MATERIAL FOR THE TASK:
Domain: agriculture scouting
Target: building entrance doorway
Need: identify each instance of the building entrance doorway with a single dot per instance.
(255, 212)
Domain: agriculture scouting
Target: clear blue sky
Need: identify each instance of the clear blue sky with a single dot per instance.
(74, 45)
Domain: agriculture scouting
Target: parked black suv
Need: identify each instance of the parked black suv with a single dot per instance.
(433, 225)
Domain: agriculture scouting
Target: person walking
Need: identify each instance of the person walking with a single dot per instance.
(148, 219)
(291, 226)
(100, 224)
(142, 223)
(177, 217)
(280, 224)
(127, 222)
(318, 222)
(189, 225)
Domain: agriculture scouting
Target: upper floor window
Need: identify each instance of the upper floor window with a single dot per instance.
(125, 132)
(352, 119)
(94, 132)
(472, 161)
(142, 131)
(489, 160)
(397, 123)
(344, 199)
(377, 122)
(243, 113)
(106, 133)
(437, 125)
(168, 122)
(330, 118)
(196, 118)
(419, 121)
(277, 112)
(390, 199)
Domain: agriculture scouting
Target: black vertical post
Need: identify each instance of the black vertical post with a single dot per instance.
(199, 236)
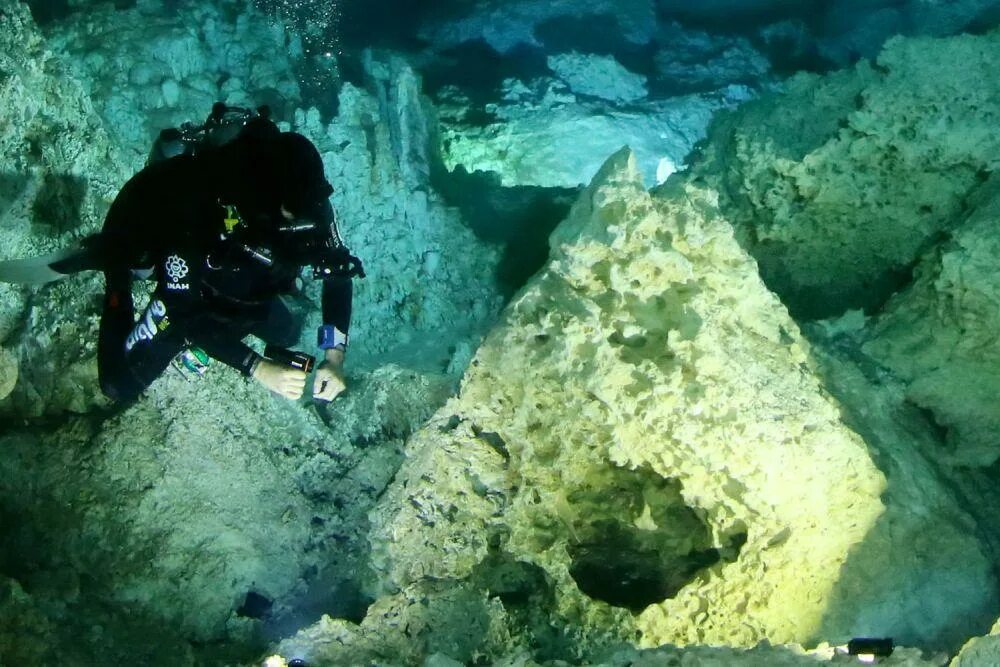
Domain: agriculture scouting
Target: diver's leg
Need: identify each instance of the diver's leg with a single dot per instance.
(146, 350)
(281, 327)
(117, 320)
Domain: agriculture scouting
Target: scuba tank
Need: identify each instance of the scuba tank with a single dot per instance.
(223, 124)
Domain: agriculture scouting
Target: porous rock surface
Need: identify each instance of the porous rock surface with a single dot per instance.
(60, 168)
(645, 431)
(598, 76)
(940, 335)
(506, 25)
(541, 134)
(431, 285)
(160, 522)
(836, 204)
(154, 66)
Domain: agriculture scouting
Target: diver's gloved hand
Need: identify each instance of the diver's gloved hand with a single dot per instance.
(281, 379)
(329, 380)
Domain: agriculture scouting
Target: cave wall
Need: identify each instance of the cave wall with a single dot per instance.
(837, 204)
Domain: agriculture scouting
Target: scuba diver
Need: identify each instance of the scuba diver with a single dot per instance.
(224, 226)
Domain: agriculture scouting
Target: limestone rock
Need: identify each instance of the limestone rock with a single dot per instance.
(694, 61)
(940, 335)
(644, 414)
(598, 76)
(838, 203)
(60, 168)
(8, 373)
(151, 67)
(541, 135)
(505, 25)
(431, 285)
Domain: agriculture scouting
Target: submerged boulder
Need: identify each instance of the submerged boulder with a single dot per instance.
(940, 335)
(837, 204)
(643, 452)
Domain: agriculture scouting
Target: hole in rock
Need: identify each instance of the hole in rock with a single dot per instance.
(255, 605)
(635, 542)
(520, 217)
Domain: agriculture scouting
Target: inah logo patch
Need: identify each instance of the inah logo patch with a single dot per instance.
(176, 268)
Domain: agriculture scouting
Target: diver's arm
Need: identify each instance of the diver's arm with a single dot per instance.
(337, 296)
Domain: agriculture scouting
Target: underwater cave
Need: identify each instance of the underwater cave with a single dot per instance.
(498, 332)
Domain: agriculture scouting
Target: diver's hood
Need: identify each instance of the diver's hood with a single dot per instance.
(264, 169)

==

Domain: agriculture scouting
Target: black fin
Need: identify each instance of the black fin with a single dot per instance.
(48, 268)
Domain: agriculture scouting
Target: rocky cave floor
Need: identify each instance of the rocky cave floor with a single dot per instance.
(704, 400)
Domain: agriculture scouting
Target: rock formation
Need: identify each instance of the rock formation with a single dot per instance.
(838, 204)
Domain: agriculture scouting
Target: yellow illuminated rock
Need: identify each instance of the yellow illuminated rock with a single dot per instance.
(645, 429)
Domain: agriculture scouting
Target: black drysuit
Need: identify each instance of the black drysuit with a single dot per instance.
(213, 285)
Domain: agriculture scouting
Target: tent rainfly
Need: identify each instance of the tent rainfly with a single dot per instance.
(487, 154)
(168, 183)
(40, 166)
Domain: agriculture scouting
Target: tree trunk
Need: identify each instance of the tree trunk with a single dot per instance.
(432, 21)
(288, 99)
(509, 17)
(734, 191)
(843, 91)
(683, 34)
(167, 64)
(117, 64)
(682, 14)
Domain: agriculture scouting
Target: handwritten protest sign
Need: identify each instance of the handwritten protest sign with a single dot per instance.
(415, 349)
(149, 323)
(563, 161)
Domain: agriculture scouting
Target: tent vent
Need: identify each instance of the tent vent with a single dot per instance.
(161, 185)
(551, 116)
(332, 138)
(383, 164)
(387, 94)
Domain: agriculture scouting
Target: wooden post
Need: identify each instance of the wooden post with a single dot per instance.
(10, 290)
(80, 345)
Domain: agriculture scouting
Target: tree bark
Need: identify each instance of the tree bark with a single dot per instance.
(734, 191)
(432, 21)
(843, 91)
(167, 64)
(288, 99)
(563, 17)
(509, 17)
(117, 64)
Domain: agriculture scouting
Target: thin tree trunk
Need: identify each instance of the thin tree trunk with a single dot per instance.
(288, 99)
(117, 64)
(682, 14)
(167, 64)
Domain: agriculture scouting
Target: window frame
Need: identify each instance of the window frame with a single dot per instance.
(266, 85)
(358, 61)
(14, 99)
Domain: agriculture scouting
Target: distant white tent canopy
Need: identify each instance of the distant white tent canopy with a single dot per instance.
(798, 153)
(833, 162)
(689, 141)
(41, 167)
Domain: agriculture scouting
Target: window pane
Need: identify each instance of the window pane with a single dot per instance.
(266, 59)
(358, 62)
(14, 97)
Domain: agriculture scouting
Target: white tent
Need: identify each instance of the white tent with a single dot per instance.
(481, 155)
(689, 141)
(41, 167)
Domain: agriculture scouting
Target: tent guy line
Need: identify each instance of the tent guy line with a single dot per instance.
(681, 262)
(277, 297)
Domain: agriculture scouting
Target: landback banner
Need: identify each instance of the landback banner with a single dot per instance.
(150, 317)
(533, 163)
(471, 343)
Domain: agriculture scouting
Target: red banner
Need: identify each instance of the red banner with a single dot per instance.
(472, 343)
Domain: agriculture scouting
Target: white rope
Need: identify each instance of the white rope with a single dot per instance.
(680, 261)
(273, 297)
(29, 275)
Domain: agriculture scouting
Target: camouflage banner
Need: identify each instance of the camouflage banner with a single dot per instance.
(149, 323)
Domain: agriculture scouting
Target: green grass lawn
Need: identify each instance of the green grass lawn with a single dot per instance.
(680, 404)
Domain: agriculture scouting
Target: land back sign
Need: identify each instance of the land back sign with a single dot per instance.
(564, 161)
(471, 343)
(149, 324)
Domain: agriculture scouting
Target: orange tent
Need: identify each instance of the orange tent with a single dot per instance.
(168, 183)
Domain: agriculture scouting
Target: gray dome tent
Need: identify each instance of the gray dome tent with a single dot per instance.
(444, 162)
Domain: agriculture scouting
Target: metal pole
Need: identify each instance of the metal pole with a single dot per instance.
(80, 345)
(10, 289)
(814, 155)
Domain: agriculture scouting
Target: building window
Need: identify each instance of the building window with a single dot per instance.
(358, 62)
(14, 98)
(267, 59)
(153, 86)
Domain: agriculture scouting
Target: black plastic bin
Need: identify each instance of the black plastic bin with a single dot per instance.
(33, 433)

* * *

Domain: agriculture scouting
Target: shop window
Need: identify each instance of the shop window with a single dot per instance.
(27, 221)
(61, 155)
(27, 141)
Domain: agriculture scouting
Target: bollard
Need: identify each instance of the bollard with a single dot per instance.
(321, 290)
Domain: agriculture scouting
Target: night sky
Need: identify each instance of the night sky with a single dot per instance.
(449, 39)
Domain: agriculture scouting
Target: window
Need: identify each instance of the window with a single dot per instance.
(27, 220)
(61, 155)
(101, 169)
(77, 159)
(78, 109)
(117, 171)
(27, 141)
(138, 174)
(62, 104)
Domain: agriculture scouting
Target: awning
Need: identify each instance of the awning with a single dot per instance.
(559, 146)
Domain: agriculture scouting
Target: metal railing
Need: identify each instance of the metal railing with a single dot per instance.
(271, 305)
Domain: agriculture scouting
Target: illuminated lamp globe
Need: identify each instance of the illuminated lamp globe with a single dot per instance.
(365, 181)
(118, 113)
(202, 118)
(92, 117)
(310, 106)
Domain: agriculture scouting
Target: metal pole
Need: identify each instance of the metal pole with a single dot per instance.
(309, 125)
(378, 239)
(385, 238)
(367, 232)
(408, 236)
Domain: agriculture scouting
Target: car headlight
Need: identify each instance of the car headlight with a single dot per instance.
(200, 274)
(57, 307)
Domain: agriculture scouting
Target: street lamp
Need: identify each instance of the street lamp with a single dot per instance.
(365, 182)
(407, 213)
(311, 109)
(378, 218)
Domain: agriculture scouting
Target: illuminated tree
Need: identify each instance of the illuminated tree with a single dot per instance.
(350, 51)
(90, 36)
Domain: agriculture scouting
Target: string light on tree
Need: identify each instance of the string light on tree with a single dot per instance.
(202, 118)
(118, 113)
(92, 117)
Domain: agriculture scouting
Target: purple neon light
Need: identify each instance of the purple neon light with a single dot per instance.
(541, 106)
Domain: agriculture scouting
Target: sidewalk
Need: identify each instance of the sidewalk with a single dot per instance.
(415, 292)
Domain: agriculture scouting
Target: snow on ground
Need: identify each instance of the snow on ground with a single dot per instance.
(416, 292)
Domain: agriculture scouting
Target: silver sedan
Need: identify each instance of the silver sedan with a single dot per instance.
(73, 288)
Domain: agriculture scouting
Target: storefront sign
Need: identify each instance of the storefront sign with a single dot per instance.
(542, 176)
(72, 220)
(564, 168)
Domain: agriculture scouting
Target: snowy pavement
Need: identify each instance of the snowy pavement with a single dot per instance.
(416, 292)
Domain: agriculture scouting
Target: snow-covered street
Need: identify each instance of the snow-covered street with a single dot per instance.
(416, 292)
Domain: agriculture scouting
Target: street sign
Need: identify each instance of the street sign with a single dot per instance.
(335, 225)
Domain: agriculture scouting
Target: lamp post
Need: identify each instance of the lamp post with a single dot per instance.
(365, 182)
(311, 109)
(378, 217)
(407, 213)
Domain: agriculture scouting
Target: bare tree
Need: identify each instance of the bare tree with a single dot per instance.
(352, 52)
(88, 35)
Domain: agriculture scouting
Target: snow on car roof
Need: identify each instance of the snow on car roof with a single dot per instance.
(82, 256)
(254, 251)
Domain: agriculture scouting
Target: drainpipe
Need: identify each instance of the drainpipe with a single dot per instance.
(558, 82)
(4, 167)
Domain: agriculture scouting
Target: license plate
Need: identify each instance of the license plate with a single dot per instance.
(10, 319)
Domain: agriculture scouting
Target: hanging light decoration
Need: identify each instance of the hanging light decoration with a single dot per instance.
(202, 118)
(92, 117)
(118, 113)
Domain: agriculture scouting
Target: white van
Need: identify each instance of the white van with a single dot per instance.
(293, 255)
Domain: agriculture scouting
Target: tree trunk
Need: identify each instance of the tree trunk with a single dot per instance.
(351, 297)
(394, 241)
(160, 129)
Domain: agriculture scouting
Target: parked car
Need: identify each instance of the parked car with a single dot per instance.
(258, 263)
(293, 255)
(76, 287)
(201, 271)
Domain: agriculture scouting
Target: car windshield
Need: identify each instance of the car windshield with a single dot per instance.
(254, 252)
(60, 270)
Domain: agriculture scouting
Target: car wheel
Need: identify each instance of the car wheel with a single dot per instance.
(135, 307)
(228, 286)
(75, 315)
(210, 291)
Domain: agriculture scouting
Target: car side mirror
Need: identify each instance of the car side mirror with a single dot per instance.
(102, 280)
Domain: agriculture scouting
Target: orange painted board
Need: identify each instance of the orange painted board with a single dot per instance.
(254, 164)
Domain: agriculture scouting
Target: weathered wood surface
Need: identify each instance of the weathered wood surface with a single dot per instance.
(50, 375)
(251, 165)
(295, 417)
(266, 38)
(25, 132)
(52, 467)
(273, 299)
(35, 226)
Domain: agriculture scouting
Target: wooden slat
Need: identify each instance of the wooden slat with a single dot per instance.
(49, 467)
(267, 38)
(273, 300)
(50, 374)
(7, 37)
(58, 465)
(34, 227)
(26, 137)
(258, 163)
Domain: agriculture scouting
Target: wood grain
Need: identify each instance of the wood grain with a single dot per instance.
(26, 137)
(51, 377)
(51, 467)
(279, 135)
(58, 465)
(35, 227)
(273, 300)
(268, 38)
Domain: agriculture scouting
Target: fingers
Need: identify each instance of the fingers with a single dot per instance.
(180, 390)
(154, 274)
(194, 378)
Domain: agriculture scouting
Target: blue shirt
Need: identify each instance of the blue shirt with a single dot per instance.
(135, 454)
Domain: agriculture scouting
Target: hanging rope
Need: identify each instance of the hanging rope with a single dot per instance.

WORK TO BE COMPLETED: Copy every line of the data above that contains the string "surface", treating uppercase and lowercase letters as different.

EXERCISE OUTPUT:
Target: porous rock surface
Need: identify each instance of the porous rock surface with a single dot per instance.
Target: weathered wood surface
Need: identify each instance of the weathered wood surface with a single dot per instance.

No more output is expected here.